• [TRECHO DO TEXTO]:
- - - -

Para Denice Santiago (PT), Superintendente de Prevenção da Violência da Secretaria de Segurança Pública, 2022 é um ano emblemático para a vida do país, e as mulheres negras não podem ficar fora disso. Para ela é preciso reivindicar mais mulheres negras nos espaços de poder, considerando que este é o maior grupo social do país, compondo 28% da população de acordo com o IBGE.
“São mães solos que estão lamentando a morte de seus filhos ou se angustiando, pois esses filhos não tem uma educação que possa fazer sonhar. Ter mulheres negras nesses lugares é representar essas mulheres promovendo políticas públicas.”
A co-vereadora da mandata coletiva Pretas por Salvador, Laina Crisóstomo (PSOL), chamou atenção para a principal reivindicação do encontro, que dá tema à 10ª edição da Marcha: Mulheres Negras no Poder, “construindo o Bem Viver”. Para a parlamentar, 2022 já dá sinais de que estamos presenciando a eleição mais violenta da história do país.
“Apesar de todo o horror do bolsonarismo, a gente ainda tem esperança: eleger mulheres pretas. Várias iniciativas potentes tem surgido para mostrar que a alternativa é preta e feminista. Não adianta derrubar a figura de Bolsonaro e continuar com esse Estado colonial.”, alerta.
A secretária da Promoção da Igualdade Racial do Estado da Bahia, Fabya Reis, também estava presente na Marcha, e saudou as mulheres negras, tradicionais e quilombolas baianas “que ajudam a construir esse estado e lutam pelo direito das mulheres e pelo bem viver.”
O Festival das Pretas, logo após a marcha, reuniu no Terreiro de Jesus, Centro Histórico de Salvador, mulheres artistas de Salvador e de outras cidades da Bahia. O evento contou com as apresentações de: Samba Ohana, Matilde Charles, Iane Gonzaga, Amanda Rosa e Rebeca Tárique.
Sobre o Julho das Pretas
Criado em 2013, pelo Odara – Instituto da Mulher Negra, o Julho das Pretas é uma ação de incidência política e agenda conjunta e propositiva com organizações e movimentos de mulheres negras do Brasil. Tem como objetivo o fortalecimento da ação política coletiva e autônoma das mulheres negras nas diversas esferas da sociedade brasileira.
A agenda celebra o 25 de Julho, Dia Internacional da Mulher Negra Afro LatinoAmericana e Caribenha. Desde o início, o Julho foi aderido e potencializado pela Rede de Mulheres Negras do Nordeste, ganhando em poucos anos toda a região e logo depois o Brasil. Todos os anos, diversos movimentos de mulheres negras se reúnem para decidir um tema para o Julho das Pretas que dialogue com a conjuntura política.

- - - -

• [DADOS REGISTRADOS]:
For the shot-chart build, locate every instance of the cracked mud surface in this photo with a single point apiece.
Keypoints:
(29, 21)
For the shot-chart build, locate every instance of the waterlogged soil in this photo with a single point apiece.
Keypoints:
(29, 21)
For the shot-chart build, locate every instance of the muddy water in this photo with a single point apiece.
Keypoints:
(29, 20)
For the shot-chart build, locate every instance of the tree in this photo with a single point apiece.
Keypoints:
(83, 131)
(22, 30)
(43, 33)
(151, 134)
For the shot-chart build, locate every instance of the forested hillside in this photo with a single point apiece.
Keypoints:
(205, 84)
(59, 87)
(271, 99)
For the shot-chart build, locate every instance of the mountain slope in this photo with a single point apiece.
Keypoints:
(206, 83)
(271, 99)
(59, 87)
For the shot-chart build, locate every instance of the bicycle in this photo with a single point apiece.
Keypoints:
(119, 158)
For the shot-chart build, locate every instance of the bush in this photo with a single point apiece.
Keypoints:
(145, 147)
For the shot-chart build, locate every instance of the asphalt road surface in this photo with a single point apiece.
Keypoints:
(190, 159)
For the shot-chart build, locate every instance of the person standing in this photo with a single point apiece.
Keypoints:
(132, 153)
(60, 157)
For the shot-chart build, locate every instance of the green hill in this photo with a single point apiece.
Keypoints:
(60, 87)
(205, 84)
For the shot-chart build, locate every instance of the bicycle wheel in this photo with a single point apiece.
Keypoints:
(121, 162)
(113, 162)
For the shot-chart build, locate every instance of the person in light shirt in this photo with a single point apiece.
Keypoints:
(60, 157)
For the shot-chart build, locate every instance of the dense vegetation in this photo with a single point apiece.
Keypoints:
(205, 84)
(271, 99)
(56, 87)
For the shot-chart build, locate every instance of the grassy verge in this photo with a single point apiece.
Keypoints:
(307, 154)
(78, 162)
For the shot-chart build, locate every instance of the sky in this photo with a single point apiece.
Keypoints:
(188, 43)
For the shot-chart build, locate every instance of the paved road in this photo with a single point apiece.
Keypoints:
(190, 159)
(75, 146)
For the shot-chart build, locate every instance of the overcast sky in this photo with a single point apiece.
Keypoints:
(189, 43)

- - - -

• [TAREFAS A FAZER]:
[1] Responda com base no texto sobre o Julho das Pretas:
(a) Segundo o IBGE, citado por Denice Santiago, que parcela da população as mulheres negras compõem?
(b) Em que lugar de Salvador se reuniu o Festival das Pretas?
(c) Em que ano o Julho das Pretas foi criado, e por qual instituição?
[2] Escreva a continuação do texto sobre o Julho das Pretas, começando logo depois da última frase.

• [RESPOSTAS ESPERADAS]:
[1]
(a) 28% da população.
(b) No Terreiro de Jesus, Centro Histórico de Salvador.
(c) Em 2013, pelo Odara – Instituto da Mulher Negra.

[2]
Marcha aconteceu também em outros estados
Em João Pessoa, a data foi marcada por um Cortejo das Mulheres Negras, que saiu da comunidade de Aratu. A ação está na sua 3ª edição e teve como objetivo reverenciar a ancestralidade e fortalecer a luta antirracista.
Para Edvania Macedo, uma das organizadoras do cortejo e integrante do Movimento de Mulheres Negras da Paraíba, a Marcha veio para rearticular o Movimento de Mulheres do estado, para melhor organização política. “Desde a nossa preparação para a marcha de 2015 e depois dela, a gente retomou a organização de nossa incidência política, aqui na Paraíba, o ato traz esse marco do que é a auto organização das mulheres negras”, declarou a ativista.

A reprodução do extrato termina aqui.